Leaving out all images, return the entries below exactly.

####################

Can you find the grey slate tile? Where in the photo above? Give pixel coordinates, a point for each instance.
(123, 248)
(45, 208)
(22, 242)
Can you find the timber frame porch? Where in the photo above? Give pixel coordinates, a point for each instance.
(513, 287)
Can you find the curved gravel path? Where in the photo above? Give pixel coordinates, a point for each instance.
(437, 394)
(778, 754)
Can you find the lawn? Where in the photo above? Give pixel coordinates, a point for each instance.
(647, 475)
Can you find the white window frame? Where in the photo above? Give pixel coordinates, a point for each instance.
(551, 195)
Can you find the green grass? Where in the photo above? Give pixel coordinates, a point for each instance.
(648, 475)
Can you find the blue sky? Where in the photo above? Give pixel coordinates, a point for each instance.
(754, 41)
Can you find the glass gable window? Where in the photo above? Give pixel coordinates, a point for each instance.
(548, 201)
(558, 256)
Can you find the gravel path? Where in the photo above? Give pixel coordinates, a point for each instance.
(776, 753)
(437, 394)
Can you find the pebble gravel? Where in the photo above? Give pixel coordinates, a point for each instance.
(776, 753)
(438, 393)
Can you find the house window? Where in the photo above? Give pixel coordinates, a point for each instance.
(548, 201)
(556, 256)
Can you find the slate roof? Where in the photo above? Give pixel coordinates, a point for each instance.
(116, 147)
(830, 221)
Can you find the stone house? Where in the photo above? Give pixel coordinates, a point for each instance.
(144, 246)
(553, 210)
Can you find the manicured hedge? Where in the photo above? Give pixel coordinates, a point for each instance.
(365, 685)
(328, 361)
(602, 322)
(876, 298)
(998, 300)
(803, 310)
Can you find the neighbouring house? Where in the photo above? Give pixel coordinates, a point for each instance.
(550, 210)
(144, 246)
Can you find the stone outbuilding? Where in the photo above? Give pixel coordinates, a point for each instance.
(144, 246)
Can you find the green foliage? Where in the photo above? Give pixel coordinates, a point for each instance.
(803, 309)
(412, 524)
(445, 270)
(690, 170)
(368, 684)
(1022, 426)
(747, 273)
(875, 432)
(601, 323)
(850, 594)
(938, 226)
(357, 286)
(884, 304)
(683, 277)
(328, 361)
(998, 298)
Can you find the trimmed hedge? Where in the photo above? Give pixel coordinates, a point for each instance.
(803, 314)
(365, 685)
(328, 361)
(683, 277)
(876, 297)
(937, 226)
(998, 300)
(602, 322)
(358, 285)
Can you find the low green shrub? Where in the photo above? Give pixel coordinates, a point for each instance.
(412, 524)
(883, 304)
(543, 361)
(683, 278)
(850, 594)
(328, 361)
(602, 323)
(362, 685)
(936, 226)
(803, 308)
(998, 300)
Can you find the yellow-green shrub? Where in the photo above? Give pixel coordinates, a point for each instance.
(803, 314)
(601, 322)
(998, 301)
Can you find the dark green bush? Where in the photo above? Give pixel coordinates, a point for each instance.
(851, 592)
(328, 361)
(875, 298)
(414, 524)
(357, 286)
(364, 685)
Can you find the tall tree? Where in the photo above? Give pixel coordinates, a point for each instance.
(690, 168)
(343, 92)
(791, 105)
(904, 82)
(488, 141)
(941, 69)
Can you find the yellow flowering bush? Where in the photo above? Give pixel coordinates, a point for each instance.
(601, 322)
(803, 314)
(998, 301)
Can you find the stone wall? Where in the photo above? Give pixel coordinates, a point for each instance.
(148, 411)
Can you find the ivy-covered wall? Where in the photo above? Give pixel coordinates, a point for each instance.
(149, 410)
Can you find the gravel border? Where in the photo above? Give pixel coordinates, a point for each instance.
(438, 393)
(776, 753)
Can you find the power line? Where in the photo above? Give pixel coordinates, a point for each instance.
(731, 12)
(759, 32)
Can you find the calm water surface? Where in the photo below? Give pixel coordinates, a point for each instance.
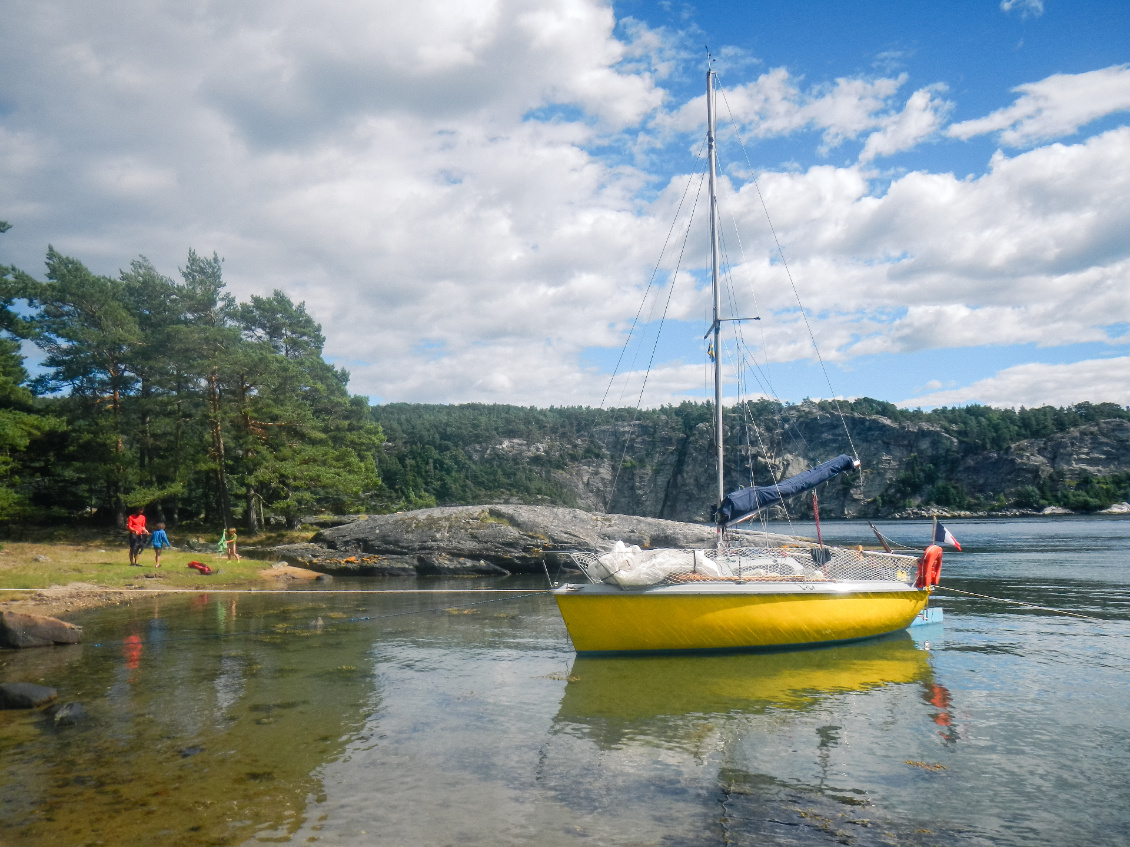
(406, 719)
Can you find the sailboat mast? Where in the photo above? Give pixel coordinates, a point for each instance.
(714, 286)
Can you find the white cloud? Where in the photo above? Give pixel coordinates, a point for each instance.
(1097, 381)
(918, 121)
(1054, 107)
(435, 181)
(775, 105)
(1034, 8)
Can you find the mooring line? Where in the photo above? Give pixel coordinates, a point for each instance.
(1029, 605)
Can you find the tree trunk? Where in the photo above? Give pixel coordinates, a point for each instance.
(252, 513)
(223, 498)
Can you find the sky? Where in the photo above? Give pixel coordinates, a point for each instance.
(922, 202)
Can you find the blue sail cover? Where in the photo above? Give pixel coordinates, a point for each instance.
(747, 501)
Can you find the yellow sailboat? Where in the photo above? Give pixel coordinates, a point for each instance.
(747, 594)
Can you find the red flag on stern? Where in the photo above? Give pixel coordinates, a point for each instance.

####################

■ **Output of the exercise**:
Can you find the grey slate tile? Where in the photo above? Give pixel coordinates, a point for each instance.
(123, 248)
(45, 208)
(22, 242)
Can you find the timber frame porch? Where in the photo above? Give pixel coordinates, a point for each instance.
(513, 287)
Can you find the curved gravel path? Where in the photo above? Give pixel coordinates, a point for each instance.
(437, 394)
(778, 754)
Can you find the lawn? Where in the photo above? Give pixel coordinates, a point for each instance.
(647, 475)
Can you find the white window frame? Where in the photo above? Give pixel coordinates, a point for each instance.
(551, 195)
Can you find the green grass? Where in the photo above? Give pixel coordinates, a point for each instance.
(648, 475)
Can you find the blue sky? Where in the photo above? Give pixel coordinates, a point for each instance.
(754, 41)
Can you find the glass gable window? Where in the photo above? Give pixel coordinates, a point for each instance.
(548, 201)
(558, 256)
Can you find the gravel path? Where in the photo above? Give pixel coordinates, a point for each instance.
(776, 753)
(437, 394)
Can you find the pebble gravel? Where in the photo above? Give pixel coordinates, a point for each instance.
(776, 753)
(438, 393)
Can you find the house window? Where in the photo above? Give pixel coordinates, a point for each instance.
(548, 201)
(556, 256)
Can you find the slate roof? Where in the photo above? Give pixel coordinates, a point for each instance.
(116, 147)
(830, 221)
Can you find the stone house? Where in the photo above? Give pixel coordinates, a point for each instance.
(144, 246)
(553, 210)
Can you find the manicured hedge? Where in the photo above? Give pixel coordinates, a point for each instance.
(365, 685)
(328, 361)
(602, 322)
(876, 298)
(998, 300)
(803, 310)
Can you find the neighbouring house? Where in the photo above? Give pixel coordinates, a point for each instance.
(550, 210)
(144, 246)
Can you find the stone outbuilding? Where in the photo above? Give pixel coordinates, a point for each instance.
(144, 246)
Can you find the green foliage? Where in the photo above? Give pixel coordinates, a point for each instance.
(803, 309)
(412, 524)
(445, 270)
(690, 170)
(368, 684)
(1022, 426)
(747, 273)
(875, 432)
(601, 323)
(850, 594)
(938, 226)
(357, 286)
(884, 304)
(683, 277)
(328, 361)
(998, 298)
Can you find the trimmed hedge? Where in the photo above? Give pixel coordinates, a point for each instance.
(803, 314)
(365, 685)
(328, 361)
(683, 277)
(876, 297)
(937, 226)
(998, 300)
(602, 322)
(358, 285)
Can you find the low green shrub? Where in the photo above? Give pixel coordinates, a point for each instance.
(412, 524)
(883, 304)
(543, 361)
(683, 278)
(850, 594)
(328, 361)
(602, 323)
(362, 685)
(936, 226)
(803, 308)
(998, 300)
Can you find the yellow-green shrub? Where in the photo above? Give pixel coordinates, a point for each instance.
(803, 314)
(601, 322)
(998, 301)
Can you find the dark green bush? Where in the photo above? Give pixel coordinates, a point for each instance.
(851, 592)
(328, 361)
(875, 298)
(414, 524)
(357, 286)
(364, 685)
Can you find the tall tree? Where in the photo above? Give pixel coordinates, a point for each instance.
(690, 168)
(343, 92)
(791, 105)
(904, 82)
(488, 141)
(941, 69)
Can you find the yellow flowering bush? Where in the photo above? Give pixel coordinates, a point for each instance.
(601, 322)
(803, 314)
(998, 301)
Can you find the stone wall? Where in the photo above? Give pixel coordinates, a point for each instance.
(148, 411)
Can you find the ivy-covered wall? Where in the photo above? Give pixel coordinates, a point for each instance.
(149, 410)
Can you find the gravel border? Where in the photo above? Give pixel coordinates, a point for each instance.
(438, 393)
(776, 753)
Can you find the power line? Where in the photo above? Give pixel coordinates, a point for each instance.
(731, 12)
(759, 32)
Can you find the calm water surface? Where in the photo below? Give pixel coordinates, a point for each instance.
(406, 719)
Can you find the sailboat mast? Where in the photo above? Give pixel coordinates, a point for each instance.
(714, 286)
Can you find the white cloud? Where in the photo above? Give pixel coordinates, a point for each instance.
(1097, 381)
(918, 121)
(1054, 107)
(435, 181)
(775, 105)
(1034, 8)
Can you find the mooring line? Where in the photo above? Give pixel coordinates, a point for each instance.
(1029, 605)
Can you find the tree trunk? Where in the photo above? Give pixel coordinates, a point for each instance.
(252, 513)
(223, 498)
Can you find the sky? Where in the photo above? Give pixel coordinates, a point for each instance.
(922, 202)
Can you find the blue sail cover? Where in the photo above? Give pixel coordinates, a point for each instance.
(747, 501)
Can you find the yellow sailboat? Where in the photo above? Give pixel coordinates, a point for each instance.
(747, 594)
Can you find the red flag on stern? Where in the photo above? Give pixel coordinates, a point for each instance.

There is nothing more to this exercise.